→ **EXERCISE**: Copy only the lines from the one containing "Every instance of the model" through the final line of the records below, exactly as written, with no pictures.

→ **WORKING DATA**:
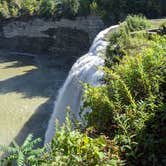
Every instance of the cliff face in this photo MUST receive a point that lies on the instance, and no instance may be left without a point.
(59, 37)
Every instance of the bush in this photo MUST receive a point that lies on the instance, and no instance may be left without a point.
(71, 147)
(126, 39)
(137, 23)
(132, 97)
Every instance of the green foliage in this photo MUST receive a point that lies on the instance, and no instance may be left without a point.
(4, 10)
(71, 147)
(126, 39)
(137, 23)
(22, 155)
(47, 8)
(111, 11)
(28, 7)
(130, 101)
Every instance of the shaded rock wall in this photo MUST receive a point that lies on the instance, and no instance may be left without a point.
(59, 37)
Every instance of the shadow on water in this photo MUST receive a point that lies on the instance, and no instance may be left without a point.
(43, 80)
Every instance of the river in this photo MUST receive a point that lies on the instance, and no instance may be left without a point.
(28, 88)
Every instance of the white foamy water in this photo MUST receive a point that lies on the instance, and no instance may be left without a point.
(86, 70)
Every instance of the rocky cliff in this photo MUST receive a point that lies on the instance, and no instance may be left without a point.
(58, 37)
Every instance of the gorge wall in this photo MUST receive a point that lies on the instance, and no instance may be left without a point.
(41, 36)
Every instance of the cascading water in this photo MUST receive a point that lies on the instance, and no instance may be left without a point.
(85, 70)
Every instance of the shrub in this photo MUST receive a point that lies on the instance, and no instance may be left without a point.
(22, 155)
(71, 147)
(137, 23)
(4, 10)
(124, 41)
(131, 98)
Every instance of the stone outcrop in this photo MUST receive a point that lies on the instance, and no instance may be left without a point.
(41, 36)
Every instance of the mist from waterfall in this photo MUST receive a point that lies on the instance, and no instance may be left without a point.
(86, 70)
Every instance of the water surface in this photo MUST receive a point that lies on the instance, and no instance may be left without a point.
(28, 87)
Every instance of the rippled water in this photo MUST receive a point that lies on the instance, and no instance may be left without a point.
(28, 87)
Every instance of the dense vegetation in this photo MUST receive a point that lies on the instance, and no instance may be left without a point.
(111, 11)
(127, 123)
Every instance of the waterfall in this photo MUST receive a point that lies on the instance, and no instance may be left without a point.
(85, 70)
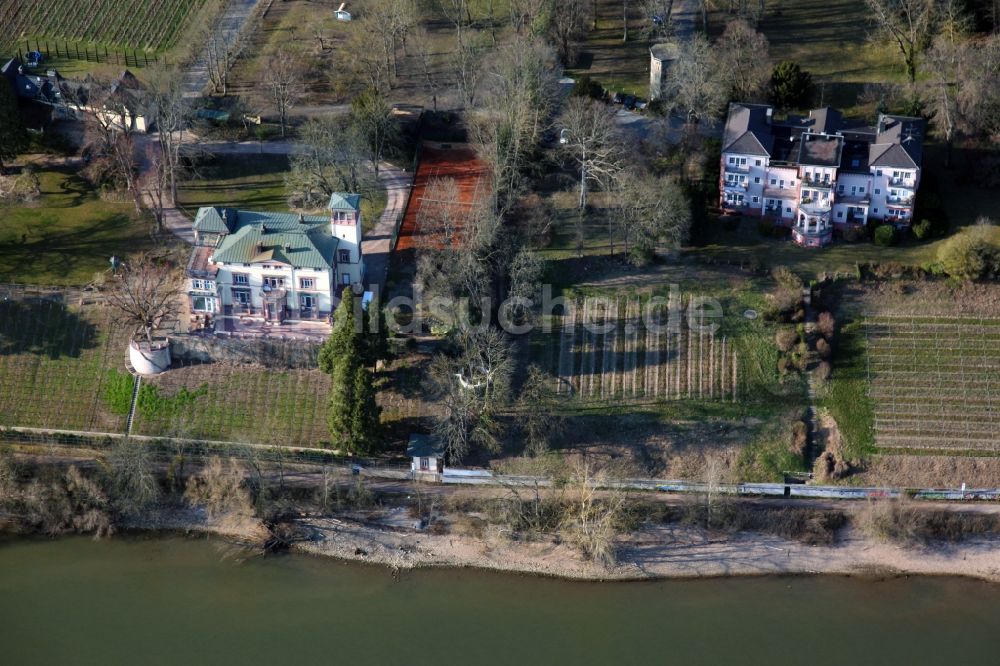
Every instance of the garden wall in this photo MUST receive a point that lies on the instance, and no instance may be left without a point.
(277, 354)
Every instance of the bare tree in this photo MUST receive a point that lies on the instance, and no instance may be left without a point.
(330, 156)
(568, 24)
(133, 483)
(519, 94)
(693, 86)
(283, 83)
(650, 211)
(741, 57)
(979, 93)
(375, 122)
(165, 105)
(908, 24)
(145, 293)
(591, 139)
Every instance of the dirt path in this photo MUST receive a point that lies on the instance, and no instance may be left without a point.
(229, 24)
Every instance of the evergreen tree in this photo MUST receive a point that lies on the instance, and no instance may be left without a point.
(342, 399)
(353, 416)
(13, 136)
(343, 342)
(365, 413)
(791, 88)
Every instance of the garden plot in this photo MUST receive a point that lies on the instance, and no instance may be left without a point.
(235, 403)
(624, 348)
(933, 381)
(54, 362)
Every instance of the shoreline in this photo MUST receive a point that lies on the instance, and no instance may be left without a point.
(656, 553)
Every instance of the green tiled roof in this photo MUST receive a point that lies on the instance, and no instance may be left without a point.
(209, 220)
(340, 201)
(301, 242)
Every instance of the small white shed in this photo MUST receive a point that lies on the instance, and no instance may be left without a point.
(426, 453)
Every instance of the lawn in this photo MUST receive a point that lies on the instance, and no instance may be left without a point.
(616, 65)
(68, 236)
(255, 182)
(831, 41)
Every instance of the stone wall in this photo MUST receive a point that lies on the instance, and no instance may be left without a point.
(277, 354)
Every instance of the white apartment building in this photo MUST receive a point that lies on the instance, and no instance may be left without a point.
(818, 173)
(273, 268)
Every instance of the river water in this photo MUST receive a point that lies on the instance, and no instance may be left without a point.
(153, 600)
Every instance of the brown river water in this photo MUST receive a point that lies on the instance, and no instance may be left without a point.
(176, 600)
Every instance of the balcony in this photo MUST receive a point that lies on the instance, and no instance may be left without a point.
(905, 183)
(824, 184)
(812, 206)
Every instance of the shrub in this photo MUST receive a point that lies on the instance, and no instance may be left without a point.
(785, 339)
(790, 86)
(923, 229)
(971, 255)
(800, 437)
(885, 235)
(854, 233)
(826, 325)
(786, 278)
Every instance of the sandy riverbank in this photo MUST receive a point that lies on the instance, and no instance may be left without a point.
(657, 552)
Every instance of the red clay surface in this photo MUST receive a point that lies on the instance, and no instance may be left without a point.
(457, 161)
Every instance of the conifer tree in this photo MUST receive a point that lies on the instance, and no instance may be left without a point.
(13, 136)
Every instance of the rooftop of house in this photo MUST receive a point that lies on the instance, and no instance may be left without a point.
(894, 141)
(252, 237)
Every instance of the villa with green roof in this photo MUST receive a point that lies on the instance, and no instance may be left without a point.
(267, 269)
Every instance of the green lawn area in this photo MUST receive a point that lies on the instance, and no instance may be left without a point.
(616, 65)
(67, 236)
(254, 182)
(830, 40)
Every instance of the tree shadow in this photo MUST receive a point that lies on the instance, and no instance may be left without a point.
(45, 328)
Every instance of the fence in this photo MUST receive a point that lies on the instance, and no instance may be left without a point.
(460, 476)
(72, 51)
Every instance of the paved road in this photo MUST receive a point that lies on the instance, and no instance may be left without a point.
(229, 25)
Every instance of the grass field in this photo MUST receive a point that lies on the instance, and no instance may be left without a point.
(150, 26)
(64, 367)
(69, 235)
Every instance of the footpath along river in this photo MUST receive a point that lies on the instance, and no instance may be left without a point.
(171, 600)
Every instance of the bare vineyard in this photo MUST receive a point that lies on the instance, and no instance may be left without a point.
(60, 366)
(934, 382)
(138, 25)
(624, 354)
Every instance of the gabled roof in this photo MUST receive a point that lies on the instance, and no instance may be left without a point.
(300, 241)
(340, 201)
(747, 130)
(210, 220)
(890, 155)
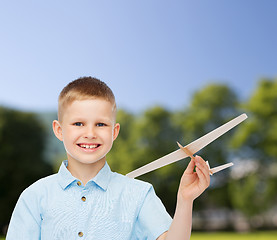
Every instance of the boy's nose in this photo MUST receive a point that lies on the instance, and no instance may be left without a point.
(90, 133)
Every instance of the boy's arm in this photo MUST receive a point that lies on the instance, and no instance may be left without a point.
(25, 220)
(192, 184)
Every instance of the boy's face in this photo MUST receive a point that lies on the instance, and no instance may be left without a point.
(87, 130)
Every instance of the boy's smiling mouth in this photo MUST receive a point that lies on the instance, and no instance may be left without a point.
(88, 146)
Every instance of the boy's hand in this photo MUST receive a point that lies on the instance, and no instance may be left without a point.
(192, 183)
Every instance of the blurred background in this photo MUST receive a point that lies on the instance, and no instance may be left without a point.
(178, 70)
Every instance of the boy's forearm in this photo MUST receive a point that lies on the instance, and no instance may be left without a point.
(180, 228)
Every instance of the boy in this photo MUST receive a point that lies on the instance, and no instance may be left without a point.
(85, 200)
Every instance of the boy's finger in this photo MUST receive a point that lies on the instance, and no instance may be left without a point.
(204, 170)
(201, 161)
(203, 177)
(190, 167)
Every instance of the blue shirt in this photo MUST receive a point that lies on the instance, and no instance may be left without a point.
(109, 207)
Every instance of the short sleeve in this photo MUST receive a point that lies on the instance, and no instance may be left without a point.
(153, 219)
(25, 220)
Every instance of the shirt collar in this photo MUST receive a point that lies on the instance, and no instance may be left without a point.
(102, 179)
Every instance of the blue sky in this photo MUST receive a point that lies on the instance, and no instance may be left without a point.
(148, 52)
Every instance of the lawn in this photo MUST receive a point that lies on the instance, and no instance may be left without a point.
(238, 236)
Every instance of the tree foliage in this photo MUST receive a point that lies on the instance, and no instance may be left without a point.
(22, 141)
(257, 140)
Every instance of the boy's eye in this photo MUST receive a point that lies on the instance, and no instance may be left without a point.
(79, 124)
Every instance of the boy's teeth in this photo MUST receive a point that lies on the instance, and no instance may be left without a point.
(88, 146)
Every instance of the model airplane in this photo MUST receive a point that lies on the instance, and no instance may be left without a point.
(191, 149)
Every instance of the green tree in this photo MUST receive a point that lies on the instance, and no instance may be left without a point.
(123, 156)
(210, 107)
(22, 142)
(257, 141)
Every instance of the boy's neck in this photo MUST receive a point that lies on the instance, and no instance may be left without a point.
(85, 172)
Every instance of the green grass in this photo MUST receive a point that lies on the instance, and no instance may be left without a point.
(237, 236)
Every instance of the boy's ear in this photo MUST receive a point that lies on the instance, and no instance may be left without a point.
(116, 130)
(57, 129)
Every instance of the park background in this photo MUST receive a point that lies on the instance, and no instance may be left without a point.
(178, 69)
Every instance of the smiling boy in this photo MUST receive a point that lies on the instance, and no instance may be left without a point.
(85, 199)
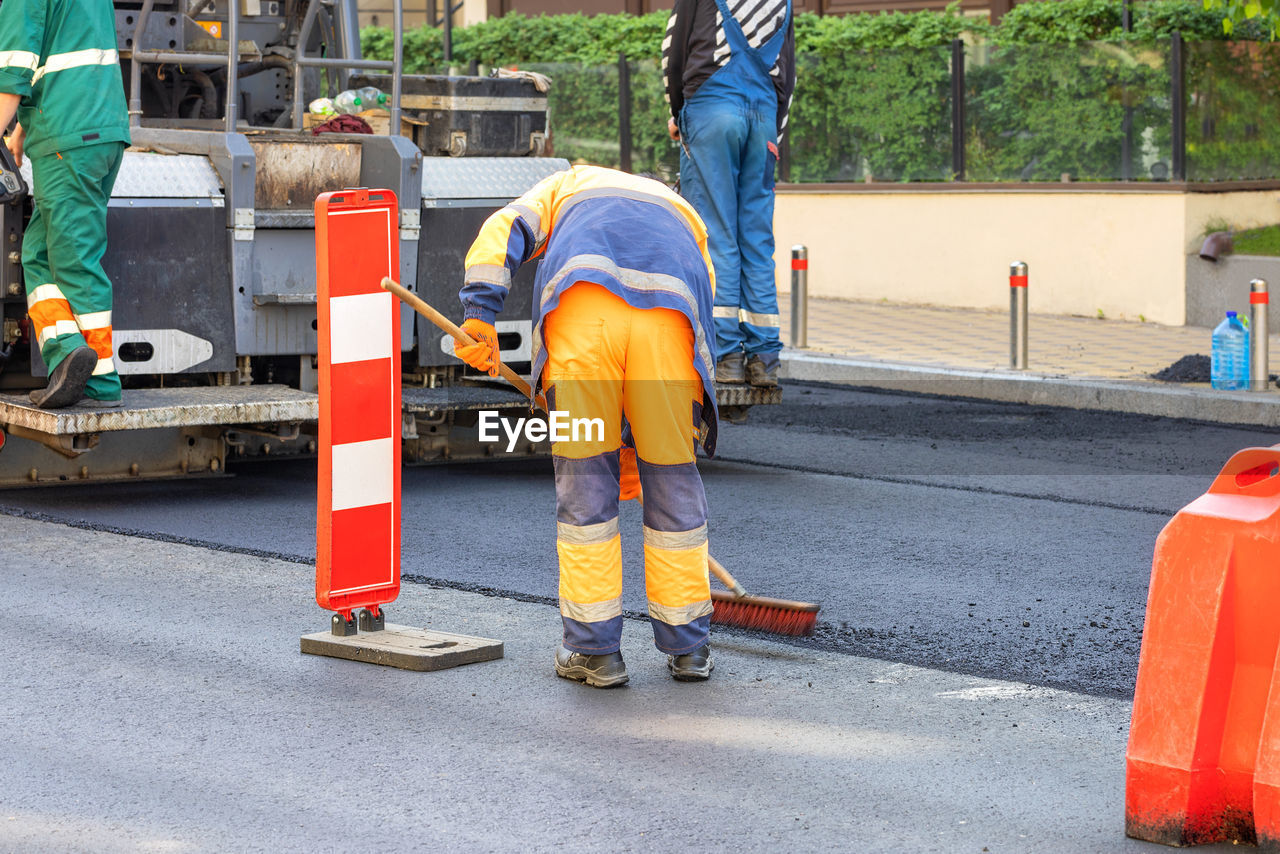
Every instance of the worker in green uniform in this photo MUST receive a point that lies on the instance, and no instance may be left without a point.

→ **EXERCISE RESPONSE**:
Every instance of the model airplane in this photo MUST receive a point that lies on the instance, and no instance may be left without a point.
(191, 149)
Every instance of the green tree in this photo MUST receive a point that lies on the instance, and no instance may be left without a point.
(123, 156)
(210, 107)
(22, 142)
(257, 141)
Every instance of the boy's neck in this photo MUST receive a point that lies on the instance, and no instance may be left without a point.
(85, 172)
Every instance of the green grass in this photo MUST receive a point that lies on the instance, and no instance may be left without a point.
(237, 236)
Every instance of the boy's ear in this photo MUST receive a point that lies on the instance, and no instance may be left without a point.
(116, 130)
(57, 129)
Every instance of the park background in this photo MUST receive a point that lies on the instance, and no instance may be left without a point.
(178, 69)
Every instance of the smiling boy in this photo MUST receive a point that lies on the instance, and no instance may be left without a point.
(85, 199)
Every instance of the worker in green uniform in this photo MUST receive a point that lies on the instance, and no instance may be left without a point.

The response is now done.